Task to complete
Rewrite the lines starting with the one containing "[trace] field strip" and going on through the one containing "Trace the outline of every instance of the field", changing "field strip" to "farm strip" and leaving everything else as it is.

Records supplied
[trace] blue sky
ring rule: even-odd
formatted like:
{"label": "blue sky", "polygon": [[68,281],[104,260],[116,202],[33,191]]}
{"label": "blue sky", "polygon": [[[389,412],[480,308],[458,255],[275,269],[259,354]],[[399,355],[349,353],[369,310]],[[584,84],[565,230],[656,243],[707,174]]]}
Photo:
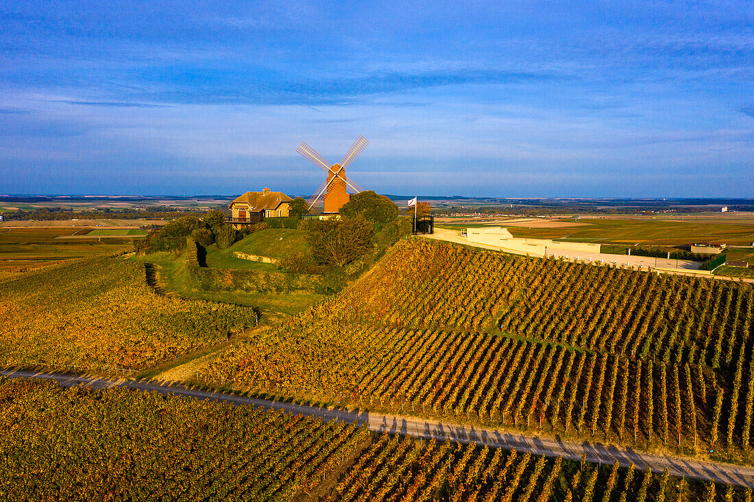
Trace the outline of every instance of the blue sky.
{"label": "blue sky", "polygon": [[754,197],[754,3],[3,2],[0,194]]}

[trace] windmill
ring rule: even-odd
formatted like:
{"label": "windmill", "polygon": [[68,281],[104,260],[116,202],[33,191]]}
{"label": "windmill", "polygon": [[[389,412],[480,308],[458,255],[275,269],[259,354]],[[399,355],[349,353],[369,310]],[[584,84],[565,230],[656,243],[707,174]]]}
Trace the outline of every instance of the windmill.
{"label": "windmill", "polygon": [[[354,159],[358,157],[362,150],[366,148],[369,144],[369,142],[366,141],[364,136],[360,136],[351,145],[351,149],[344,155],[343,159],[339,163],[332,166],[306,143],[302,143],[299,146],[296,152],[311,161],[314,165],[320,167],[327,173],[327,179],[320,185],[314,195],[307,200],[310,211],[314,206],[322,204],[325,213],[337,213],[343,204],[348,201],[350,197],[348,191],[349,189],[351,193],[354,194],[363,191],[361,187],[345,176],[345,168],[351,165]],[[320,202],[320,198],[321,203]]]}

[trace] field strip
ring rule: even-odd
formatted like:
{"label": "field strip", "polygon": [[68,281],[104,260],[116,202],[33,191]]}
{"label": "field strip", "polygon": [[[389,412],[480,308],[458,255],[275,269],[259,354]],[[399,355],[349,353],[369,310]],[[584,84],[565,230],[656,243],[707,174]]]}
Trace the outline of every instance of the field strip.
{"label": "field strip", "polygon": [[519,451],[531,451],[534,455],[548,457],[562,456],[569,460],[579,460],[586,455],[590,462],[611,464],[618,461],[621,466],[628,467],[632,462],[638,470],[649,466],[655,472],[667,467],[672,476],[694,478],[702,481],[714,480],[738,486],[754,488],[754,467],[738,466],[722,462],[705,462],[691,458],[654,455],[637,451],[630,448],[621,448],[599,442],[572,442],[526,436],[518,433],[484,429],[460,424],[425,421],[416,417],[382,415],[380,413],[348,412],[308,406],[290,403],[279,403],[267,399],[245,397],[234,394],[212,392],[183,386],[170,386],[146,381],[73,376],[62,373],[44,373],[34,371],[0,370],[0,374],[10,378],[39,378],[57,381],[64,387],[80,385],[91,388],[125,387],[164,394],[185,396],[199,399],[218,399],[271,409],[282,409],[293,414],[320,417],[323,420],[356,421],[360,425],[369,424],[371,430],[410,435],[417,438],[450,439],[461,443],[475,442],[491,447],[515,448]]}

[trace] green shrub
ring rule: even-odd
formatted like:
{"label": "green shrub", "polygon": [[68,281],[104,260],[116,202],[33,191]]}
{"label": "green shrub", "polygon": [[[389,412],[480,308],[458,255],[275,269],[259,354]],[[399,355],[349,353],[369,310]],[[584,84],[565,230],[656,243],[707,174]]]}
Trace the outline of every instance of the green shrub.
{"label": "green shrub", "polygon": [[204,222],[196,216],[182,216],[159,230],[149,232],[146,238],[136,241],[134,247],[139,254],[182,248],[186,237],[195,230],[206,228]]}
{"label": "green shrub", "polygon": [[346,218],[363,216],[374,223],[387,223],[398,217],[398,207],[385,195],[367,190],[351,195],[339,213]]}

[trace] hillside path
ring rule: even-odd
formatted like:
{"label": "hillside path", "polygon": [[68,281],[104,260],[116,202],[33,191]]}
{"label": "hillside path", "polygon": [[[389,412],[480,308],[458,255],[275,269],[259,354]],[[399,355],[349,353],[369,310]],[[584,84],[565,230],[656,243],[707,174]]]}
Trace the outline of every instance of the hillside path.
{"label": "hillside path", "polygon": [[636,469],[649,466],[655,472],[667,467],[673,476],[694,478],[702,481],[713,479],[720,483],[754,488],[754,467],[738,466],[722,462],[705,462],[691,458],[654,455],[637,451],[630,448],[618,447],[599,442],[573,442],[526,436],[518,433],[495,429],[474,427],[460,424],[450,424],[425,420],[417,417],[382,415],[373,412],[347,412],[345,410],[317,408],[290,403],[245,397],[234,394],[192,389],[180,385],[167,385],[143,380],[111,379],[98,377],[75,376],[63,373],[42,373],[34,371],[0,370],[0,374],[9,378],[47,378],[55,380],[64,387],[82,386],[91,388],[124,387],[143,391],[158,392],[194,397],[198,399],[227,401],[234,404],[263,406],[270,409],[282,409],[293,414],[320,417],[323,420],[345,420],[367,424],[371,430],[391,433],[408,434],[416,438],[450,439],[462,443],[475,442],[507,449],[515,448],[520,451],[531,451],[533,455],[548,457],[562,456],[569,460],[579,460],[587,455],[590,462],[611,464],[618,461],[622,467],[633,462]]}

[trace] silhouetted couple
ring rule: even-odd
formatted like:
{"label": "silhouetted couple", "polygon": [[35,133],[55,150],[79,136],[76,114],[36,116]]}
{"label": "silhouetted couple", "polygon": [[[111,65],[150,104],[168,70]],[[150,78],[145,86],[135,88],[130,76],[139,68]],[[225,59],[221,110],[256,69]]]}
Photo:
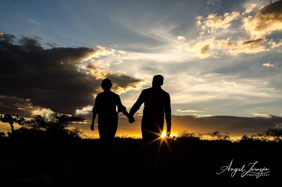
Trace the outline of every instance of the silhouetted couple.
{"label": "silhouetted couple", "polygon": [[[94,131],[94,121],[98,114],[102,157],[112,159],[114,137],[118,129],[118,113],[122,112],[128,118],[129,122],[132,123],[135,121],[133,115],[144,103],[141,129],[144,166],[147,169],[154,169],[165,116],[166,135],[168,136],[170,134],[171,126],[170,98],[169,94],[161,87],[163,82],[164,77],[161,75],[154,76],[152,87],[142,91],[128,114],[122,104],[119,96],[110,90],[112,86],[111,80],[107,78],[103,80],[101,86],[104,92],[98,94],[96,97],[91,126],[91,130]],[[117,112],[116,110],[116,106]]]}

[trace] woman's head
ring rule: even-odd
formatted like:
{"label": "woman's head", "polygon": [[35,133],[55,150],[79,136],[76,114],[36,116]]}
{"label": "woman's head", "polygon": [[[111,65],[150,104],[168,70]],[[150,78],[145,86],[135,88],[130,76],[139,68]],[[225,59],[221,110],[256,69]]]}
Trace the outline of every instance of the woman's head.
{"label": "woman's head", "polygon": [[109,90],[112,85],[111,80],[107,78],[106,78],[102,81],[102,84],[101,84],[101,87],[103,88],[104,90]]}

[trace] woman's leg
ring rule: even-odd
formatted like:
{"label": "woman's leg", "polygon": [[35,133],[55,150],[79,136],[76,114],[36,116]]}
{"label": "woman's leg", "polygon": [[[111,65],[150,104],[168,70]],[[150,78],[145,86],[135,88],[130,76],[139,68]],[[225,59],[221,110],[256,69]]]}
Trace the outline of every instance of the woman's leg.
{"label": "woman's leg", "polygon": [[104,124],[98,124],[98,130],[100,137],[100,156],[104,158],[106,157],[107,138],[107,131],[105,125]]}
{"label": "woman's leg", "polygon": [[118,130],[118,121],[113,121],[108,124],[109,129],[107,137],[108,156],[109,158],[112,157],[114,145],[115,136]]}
--
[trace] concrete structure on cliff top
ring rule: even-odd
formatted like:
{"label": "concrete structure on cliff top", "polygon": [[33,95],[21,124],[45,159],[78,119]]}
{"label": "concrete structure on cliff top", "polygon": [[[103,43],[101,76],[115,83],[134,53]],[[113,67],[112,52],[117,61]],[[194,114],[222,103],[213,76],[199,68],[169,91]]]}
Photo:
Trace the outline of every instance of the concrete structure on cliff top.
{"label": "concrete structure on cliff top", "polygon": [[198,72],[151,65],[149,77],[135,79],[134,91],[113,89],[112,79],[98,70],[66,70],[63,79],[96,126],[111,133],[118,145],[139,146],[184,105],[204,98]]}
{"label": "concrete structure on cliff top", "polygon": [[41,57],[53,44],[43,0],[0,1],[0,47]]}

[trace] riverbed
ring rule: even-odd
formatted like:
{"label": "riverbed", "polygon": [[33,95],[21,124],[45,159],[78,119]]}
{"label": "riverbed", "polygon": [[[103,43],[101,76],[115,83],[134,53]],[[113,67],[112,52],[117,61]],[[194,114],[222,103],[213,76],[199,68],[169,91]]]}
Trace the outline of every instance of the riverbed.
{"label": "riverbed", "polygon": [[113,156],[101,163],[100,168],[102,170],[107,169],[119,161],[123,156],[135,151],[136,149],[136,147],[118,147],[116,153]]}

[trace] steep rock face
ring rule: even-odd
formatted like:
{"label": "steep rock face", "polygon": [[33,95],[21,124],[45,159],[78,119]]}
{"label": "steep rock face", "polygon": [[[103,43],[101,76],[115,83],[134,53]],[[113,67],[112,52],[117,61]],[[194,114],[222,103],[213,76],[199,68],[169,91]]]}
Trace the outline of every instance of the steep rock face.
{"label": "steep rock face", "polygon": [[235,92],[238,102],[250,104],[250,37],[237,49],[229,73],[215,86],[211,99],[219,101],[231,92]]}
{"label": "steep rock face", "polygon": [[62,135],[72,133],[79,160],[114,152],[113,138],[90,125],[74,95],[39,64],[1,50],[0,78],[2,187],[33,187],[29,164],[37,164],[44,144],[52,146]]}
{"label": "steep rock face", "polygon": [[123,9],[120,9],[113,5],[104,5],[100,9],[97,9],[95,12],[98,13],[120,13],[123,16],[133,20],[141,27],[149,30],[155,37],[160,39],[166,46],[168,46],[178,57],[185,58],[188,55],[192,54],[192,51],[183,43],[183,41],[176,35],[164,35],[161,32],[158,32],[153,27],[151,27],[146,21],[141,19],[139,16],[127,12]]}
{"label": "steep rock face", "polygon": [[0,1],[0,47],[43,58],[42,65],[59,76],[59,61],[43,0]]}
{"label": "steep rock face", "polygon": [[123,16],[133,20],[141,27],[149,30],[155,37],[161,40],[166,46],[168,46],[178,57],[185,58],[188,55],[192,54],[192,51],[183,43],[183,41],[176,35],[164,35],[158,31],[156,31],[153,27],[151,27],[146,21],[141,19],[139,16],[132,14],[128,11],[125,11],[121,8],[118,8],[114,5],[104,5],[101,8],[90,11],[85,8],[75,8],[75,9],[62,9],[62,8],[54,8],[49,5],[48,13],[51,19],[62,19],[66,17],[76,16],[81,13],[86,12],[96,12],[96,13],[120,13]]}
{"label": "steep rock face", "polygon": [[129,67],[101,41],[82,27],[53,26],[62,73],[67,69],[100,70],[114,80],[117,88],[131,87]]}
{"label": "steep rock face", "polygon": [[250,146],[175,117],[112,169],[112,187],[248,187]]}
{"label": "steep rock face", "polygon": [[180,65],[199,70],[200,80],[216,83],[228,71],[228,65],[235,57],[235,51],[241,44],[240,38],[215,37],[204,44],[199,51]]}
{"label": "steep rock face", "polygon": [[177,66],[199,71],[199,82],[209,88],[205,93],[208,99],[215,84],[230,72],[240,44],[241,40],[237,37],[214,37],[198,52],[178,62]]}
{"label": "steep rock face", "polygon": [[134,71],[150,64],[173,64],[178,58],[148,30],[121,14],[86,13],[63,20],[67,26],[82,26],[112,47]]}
* * *
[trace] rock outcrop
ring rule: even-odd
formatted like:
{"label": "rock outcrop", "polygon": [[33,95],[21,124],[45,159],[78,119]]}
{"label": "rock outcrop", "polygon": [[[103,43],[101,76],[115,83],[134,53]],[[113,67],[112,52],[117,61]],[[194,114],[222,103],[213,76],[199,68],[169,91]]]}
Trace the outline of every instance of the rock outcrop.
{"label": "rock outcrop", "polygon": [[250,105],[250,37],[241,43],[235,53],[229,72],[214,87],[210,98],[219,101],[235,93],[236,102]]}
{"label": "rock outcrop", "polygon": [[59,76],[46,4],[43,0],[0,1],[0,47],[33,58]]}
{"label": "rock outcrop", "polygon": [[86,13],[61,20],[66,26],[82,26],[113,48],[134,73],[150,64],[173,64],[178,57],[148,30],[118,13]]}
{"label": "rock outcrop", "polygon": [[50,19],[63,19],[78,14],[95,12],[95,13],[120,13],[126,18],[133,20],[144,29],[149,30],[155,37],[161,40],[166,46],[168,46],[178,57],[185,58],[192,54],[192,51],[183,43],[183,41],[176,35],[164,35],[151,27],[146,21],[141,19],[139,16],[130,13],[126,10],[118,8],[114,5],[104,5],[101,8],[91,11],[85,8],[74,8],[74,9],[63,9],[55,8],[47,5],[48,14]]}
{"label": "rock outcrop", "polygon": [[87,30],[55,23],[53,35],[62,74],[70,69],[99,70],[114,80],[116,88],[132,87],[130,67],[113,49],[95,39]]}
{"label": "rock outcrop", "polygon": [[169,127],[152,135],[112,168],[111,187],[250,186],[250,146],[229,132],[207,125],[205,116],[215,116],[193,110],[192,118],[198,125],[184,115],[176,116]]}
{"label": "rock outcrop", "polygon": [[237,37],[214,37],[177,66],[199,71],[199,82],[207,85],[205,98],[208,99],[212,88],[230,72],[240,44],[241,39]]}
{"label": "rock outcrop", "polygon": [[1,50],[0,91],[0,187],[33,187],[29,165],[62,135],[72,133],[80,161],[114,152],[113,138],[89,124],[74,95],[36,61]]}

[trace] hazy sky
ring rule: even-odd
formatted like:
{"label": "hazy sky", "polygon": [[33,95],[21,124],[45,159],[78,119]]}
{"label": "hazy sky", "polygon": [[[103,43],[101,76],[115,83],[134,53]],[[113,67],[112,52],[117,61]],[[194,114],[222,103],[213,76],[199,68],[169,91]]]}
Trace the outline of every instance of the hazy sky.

Right answer
[trace] farm strip
ring rule: even-odd
formatted like:
{"label": "farm strip", "polygon": [[68,281],[104,260],[116,202],[33,191]]}
{"label": "farm strip", "polygon": [[[389,412],[480,308],[458,255],[275,269],[259,354]],[[399,355],[349,353],[369,310]],[[584,84],[565,230],[656,243],[707,174]]]}
Trace the outline of every instance of the farm strip.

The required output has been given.